→ Written exercise a:
Answer these questions about the excerpt about YAML:
(i) What named problem does the excerpt say YAML's issues are way worse than?
(ii) In the sample output, what value does 'port_mappings' turn into?
(iii) What kind of typos does the excerpt say are very easy to introduce?

→ Excerpt provided:
— start —
Nope. Nope, nope, nope.

I know a lot of people, including myself, who hates YAML with a passion.

First, they hate the format itself. It's very easy to introduce hard-to-find typos. Plus it has multiple versions, no way to tell which one you use, and depending of the parser that ends up eating the file, you may get weird results. It's way worse then just the "Norway problem". Typically, a bad monday morning could look like this:

    >>> import yaml
    >>> yaml.safe_load(''' 
        port_mappings: 3333:33
        alternative_port_mapping: 3333:33,
        countries: [FR, US, UK, NO, IT] 
        1 : 1,0
        2: 01
        3: 1.0
        4: 1O
        5: 0b1
        6: 0x1
        7: 0i1
        8: hey,
        8.0: oh,
        version: [3.1, "3.1", 3.10, "3.10"]
    ''')

Which may turn into this:

    {
        'port_mappings': 200013,
        'alternative_port_mapping': '3333:33,',
        'countries': ['FR', 'US', 'UK', False, 'IT'],
        1: '1,0',
        2: 1,
        3: 1.0,
        4: '1O',
        5: 1,
        6: 1,
        7: '0i1',
        8: 'oh,',
        'version': [3.1, '3.1', 3.1, '3.10']
    }
It's a terrible, terrible format, that has too much variability, and way too many foot guns. Especially since typo-writing humans are supposed to edit those with their little clumsy hands.
— end —
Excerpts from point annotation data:
— start —
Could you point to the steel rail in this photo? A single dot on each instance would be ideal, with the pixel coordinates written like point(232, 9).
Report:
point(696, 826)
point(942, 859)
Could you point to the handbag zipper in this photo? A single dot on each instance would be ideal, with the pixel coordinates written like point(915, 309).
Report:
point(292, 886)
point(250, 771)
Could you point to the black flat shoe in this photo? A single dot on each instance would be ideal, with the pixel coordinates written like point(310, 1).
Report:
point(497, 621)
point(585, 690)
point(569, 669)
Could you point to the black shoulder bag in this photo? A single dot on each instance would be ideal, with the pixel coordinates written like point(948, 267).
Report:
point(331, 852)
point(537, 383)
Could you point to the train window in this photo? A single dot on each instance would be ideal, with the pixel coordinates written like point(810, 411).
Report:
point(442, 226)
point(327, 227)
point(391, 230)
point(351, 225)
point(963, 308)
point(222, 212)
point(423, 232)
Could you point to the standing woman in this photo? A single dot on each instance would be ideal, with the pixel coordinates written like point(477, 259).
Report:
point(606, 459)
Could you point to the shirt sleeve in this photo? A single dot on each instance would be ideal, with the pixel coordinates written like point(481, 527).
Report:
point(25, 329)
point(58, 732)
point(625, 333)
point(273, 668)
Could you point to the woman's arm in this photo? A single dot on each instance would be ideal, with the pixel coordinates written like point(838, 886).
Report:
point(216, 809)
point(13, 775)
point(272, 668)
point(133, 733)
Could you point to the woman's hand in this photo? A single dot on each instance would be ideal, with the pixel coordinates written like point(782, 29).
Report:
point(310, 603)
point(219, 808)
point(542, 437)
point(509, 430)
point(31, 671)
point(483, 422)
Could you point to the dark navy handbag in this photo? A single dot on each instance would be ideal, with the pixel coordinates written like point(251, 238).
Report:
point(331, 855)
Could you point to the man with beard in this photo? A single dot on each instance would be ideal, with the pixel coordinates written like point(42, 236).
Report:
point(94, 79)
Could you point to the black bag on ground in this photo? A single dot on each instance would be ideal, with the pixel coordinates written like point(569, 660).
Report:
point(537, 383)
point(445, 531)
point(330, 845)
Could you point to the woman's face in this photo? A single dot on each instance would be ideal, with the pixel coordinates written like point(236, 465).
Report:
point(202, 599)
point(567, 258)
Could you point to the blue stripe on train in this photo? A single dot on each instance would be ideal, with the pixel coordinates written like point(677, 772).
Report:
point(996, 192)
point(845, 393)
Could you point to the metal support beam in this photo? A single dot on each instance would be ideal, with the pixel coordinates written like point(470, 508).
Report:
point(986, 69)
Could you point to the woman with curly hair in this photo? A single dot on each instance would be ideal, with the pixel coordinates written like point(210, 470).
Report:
— end —
— start —
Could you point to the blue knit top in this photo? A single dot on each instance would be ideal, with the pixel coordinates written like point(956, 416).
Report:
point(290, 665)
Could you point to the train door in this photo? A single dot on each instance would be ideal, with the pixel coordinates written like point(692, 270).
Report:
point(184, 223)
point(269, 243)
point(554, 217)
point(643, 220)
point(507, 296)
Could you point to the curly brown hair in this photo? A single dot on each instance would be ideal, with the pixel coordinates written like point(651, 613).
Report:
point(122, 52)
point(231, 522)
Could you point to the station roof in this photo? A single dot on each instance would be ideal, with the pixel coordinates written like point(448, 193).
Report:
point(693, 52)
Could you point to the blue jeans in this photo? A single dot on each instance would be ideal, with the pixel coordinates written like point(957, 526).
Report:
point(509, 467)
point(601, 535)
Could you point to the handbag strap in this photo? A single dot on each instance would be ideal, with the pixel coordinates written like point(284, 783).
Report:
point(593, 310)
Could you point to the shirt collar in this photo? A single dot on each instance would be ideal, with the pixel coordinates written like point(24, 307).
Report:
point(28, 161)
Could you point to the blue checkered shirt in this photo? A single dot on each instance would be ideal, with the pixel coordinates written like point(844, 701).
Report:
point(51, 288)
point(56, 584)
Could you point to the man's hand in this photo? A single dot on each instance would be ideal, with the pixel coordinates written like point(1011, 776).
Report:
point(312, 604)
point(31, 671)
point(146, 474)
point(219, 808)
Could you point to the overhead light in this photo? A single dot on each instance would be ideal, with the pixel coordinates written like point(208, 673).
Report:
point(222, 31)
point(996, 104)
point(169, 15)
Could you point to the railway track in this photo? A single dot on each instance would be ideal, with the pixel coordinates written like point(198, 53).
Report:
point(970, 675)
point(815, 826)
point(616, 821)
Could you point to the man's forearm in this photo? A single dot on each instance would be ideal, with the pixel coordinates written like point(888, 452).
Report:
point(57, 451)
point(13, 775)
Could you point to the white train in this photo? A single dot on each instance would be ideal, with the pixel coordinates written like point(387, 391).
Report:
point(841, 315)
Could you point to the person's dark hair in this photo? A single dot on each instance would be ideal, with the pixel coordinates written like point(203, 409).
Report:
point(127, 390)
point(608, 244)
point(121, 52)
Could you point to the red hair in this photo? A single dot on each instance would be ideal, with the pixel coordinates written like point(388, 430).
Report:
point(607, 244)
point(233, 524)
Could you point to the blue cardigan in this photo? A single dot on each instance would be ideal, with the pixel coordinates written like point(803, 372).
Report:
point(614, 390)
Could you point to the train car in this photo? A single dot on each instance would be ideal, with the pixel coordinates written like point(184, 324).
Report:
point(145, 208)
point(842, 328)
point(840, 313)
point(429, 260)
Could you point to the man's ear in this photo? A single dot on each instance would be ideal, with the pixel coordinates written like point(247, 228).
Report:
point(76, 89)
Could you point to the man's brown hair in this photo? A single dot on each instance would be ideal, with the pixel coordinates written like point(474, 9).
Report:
— end —
→ Written exercise b: In the entries, update the lines from the line with "Could you point to the standing" up to and including the line with "point(606, 459)" by replacing "standing woman" with "seated woman". Leave everything else unchanged, and give only those lines.

→ Worked answer a:
(i) The "Norway problem"
(ii) 200013
(iii) Hard-to-find typos

→ Worked answer b:
Could you point to the seated woman in this photo? A single dot on each instance would be ideal, with the pixel coordinates written like point(477, 259).
Report:
point(606, 459)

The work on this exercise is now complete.